TASK DETAILS
The exercise calls for every entry that follows to be repeated exactly.

Data records:
# # #
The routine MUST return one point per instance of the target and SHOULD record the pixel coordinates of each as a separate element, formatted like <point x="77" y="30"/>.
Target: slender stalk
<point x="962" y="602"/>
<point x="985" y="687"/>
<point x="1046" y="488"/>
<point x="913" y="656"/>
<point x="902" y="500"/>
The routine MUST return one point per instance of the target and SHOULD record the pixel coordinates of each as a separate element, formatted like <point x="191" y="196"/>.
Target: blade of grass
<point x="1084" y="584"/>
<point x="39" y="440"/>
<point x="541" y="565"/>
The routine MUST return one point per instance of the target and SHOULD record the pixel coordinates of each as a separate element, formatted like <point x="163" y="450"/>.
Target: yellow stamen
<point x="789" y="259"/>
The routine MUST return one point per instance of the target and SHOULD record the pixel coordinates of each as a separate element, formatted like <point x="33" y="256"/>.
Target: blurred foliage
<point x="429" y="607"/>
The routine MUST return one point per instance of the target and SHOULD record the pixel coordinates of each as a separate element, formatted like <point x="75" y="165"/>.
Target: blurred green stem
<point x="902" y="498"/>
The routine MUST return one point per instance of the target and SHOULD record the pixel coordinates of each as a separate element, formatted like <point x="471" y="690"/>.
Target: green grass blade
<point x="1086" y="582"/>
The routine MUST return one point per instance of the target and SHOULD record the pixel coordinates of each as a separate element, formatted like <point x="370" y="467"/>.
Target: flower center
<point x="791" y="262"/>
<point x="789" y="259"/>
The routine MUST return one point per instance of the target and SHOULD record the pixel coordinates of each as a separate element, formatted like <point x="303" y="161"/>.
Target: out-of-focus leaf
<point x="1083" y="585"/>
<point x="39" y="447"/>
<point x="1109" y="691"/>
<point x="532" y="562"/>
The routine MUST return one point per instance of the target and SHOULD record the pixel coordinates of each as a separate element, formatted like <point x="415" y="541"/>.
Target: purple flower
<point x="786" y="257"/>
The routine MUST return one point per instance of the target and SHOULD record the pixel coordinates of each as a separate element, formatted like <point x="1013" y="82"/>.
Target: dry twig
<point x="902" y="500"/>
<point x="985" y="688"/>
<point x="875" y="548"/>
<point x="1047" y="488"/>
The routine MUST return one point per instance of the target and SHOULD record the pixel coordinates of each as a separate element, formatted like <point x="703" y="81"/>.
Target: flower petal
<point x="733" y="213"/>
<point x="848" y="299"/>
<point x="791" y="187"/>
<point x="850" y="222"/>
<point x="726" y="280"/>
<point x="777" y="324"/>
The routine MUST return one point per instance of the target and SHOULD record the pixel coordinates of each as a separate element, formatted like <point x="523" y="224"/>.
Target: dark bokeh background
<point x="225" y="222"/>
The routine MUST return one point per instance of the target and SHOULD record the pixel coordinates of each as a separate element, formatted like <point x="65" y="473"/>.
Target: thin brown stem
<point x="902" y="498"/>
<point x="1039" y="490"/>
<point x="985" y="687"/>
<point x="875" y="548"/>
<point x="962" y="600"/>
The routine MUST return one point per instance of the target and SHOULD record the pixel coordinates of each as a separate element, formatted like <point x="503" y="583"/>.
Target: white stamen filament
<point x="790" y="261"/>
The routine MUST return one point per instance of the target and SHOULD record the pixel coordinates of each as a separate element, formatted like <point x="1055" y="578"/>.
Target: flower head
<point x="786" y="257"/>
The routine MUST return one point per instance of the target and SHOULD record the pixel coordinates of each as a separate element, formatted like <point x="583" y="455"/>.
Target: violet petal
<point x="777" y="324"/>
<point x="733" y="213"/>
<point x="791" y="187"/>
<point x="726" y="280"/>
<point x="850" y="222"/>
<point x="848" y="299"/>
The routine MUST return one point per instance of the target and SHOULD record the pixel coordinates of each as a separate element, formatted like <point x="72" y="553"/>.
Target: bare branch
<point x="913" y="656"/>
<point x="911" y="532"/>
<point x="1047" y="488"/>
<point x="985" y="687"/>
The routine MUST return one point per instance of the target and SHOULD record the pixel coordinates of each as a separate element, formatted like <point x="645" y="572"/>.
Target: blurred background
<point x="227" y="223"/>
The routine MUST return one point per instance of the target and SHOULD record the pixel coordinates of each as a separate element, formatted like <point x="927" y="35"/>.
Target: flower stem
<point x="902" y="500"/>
# # #
TASK SOLUTION
The routine MUST return one point per instance of the target and SHOULD record the pixel coordinates of each as a separate element, formatted like <point x="77" y="30"/>.
Target: slender stalk
<point x="962" y="602"/>
<point x="985" y="687"/>
<point x="1046" y="488"/>
<point x="913" y="656"/>
<point x="902" y="500"/>
The routine MUST return one point per instance of the target and SHOULD record the pixel coordinates of each as a separate element, formatted like <point x="191" y="196"/>.
Target: blade of grass
<point x="1084" y="584"/>
<point x="39" y="440"/>
<point x="541" y="565"/>
The routine MUST return one point per instance of the target and SHOULD record the pixel coordinates of each as a separate element, formatted like <point x="163" y="450"/>.
Target: yellow stamen
<point x="789" y="259"/>
The routine MUST return one point per instance of the target and SHOULD record the pixel coordinates of each as a separate element, formatted like <point x="33" y="256"/>.
Target: blurred foliage
<point x="429" y="607"/>
The routine MUST return one point per instance of the target and SHOULD record the pixel coordinates of each as a separate element, formatted like <point x="75" y="165"/>.
Target: blurred green stem
<point x="902" y="498"/>
The routine MUST return one point per instance of the target and SHOULD record the pixel coordinates of each as a separate element, formatted like <point x="471" y="690"/>.
Target: green grass blade
<point x="1086" y="582"/>
The routine MUST return one point per instance of the target and SHOULD record the pixel coordinates of each as a separate element, formatted like <point x="370" y="467"/>.
Target: flower center
<point x="791" y="262"/>
<point x="789" y="259"/>
The routine MUST return one point per instance of the target and SHOULD record the pixel coordinates of each as a separate element, formatted like <point x="303" y="161"/>.
Target: out-of-focus leaf
<point x="1083" y="585"/>
<point x="39" y="447"/>
<point x="1109" y="691"/>
<point x="532" y="562"/>
The routine MUST return one point per instance of the target and SHOULD record the pixel coordinates of each as a separate element, formatted like <point x="415" y="541"/>.
Target: purple flower
<point x="786" y="257"/>
The routine MUST return one point per instance of the target and SHOULD record the pixel coordinates of each as a separate element, formatted like <point x="1013" y="82"/>.
Target: dry twig
<point x="902" y="500"/>
<point x="985" y="688"/>
<point x="875" y="548"/>
<point x="1047" y="488"/>
The routine MUST return one point per instance of the target and SHOULD record the pixel coordinates of each as a separate element, formatted like <point x="703" y="81"/>.
Target: flower petal
<point x="733" y="213"/>
<point x="848" y="299"/>
<point x="791" y="187"/>
<point x="850" y="222"/>
<point x="726" y="280"/>
<point x="777" y="324"/>
The routine MUST return one point per instance of the target and SHOULD record the pixel coordinates of each as a separate element, formatted like <point x="523" y="224"/>.
Target: dark bokeh background
<point x="225" y="222"/>
The routine MUST return one point per instance of the target and SHOULD record the pixel coordinates of each as a separate element, formatted like <point x="65" y="473"/>.
Target: thin brown stem
<point x="902" y="498"/>
<point x="1039" y="490"/>
<point x="985" y="687"/>
<point x="875" y="548"/>
<point x="962" y="600"/>
The routine MUST return one point per instance of the target and SHOULD record the pixel coordinates of each as a separate element, formatted like <point x="503" y="583"/>.
Target: white stamen filament
<point x="790" y="261"/>
The routine MUST return one point per instance of the target and SHOULD record the pixel coordinates of each as a separate element, formatted like <point x="1055" y="578"/>.
Target: flower head
<point x="786" y="257"/>
The routine MUST return one point per instance of the target and SHOULD record the pixel coordinates of each as a separate element, formatted like <point x="583" y="455"/>.
Target: violet petal
<point x="777" y="324"/>
<point x="733" y="213"/>
<point x="791" y="187"/>
<point x="726" y="280"/>
<point x="850" y="222"/>
<point x="848" y="299"/>
The routine MUST return one point per instance of the target and SHOULD record the pixel coordinates of each as a separate element, formatted like <point x="72" y="553"/>.
Target: bare branch
<point x="913" y="656"/>
<point x="911" y="532"/>
<point x="1047" y="488"/>
<point x="985" y="687"/>
The routine MUST return one point per instance of the target and SHOULD record the pixel coordinates of each as a separate element, formatted like <point x="645" y="572"/>.
Target: blurred background
<point x="227" y="223"/>
The routine MUST return one point per instance of the target and SHOULD record the pixel coordinates of each as a separate element, formatted like <point x="927" y="35"/>.
Target: flower stem
<point x="902" y="500"/>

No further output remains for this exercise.